A standup guy walking tall.
.

What to do? Hmm. What about throwing the issue into a miasma of bureaucratic paper shuffling so that nobody would notice what you were doing, and downtown scofflaws could actually be absolved, de jure as well as de facto?

In August, 2014 the City tried this pitch with the idea that the Noise ordinance would be updated along with great swaths of the existing land use law to make thing, you know, easier to figure out. But downtown noise played a prominent part in the discussion, if not really in the staff report. The council approved noise studies as a mechanism, a cynic might say, to avoid cracking down on Popoff, Jack Franklin’s Roscoe’s, and their ilk, because that is exactly what happened.

I’m not going to do my job and you can’t make me…

2015 rolled around and the Community Development “professionals,” led by newly minted Director Karen Haluza, were again yakking it up about revising the Code. Well, these things take time, you know, and in the late summer of 2016 the City Council finally got around to passing Ordinance 3232, a revised Code, still, with intent of instilling commonsense and clarity. The definition of amplified music was scratched out pending future action.

But whatever the motivation, the ever-shifting sands of sound gave the bureaucrats, aided and abetted by the perpetual dishonesty of City Attorney Dick Jones, the pretext they needed to bat away complaints about the illegal noise – because the issues was under study and consideration!

New in town, but he caught on quickly…

The vicious circle took yet another revolution in June of 2018 when the Council was persuaded by yet another new planning director, Ted White, to pass a Resolution of Intent to once again revise the land use codes in the interests of commonsense and clarity. Of course the Noise Ordinance and downtown noise was actually a key driver in this conversation, too. Mr. White took it upon himself to introduce a new downtown noise map where any outdoor sound would be permitted; but, the standards – 70 decibels outside and 65 decibels inside – were not to be applied to the source, but to the sensitive receptor, and the burden of proof was clearly laid at the feet of the victim, not the perpetrator of the nuisance. The bureaucracy seemed oblivious to the Armageddon of Noise they were trying to create or the sensibilities of residents adjacent to the riot zone.

The Planning Commission was finally scheduled to review the latest iteration of musical chairs in November, 2018; but the discussion was mysteriously continued for three months until February, 2019 by which time two opponents of amplified music, Nick Dunlap and Ryan Cantor had been removed from the Commission. A coincidence? Who knows? Stay tuned…

 

 

Fullerton’s Nuisance Noise and The Ongoing Saga of Incompetence and Corruption. Part 2

Al Zelinka. Failing to the top.

In the past 10 years or so, Fullerton has had four different planning directors: Al Zelinka, Karen Haluza, Ted White, and most recently an individual named Matt Foulkes. Pop quiz: what else do these folks have in common?

Haluza. The closer you looked, the worse it got.

···

*WRITTEN TASKS*:
1. In the Fullerton noise text, which ordinance did the City Council pass in the late summer of 2016?
2. Write out the Fullerton noise text word for word from "I’m not going" to "pending future action.".
The lines that come after the Fullerton noise text aren't needed.

*SUPPLIED ENTRIES*:
···

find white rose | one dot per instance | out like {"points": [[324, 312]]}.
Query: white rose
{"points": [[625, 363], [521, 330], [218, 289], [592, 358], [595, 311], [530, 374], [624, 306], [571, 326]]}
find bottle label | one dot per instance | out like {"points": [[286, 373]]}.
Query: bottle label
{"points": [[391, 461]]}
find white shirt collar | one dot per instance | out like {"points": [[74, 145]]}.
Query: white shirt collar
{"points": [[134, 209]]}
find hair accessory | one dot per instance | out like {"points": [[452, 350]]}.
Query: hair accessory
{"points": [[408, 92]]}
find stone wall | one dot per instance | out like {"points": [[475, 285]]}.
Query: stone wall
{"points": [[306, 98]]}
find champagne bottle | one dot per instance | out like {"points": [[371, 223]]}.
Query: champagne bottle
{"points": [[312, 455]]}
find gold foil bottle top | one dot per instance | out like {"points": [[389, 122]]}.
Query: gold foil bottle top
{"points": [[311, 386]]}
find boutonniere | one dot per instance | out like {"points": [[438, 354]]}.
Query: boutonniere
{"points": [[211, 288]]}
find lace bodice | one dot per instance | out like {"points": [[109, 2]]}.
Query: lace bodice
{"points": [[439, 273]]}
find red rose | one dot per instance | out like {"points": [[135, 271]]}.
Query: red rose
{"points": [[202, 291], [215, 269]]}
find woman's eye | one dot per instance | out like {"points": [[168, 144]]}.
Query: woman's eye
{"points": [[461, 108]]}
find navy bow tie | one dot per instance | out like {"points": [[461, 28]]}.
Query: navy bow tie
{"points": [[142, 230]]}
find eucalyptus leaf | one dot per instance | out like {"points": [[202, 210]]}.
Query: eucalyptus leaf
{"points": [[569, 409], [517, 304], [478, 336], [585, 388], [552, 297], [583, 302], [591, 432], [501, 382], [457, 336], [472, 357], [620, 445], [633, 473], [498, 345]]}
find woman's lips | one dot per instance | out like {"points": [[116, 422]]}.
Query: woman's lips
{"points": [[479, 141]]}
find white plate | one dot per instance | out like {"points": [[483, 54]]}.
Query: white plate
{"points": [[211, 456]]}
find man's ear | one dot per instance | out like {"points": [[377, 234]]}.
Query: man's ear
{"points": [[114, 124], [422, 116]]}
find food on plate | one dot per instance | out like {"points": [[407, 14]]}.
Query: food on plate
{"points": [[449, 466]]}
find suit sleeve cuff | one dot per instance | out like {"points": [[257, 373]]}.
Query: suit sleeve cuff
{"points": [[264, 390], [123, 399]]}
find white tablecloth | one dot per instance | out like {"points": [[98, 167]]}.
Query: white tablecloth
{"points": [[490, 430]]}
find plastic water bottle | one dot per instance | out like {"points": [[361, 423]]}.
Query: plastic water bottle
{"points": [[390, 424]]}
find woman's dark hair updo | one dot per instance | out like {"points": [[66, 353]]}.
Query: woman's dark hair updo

···

*TASK SOLUTIONS*:
1. Ordinance 3232, a revised Code.

2.
I’m not going to do my job and you can’t make me…

2015 rolled around and the Community Development “professionals,” led by newly minted Director Karen Haluza, were again yakking it up about revising the Code. Well, these things take time, you know, and in the late summer of 2016 the City Council finally got around to passing Ordinance 3232, a revised Code, still, with intent of instilling commonsense and clarity. The definition of amplified music was scratched out pending future action.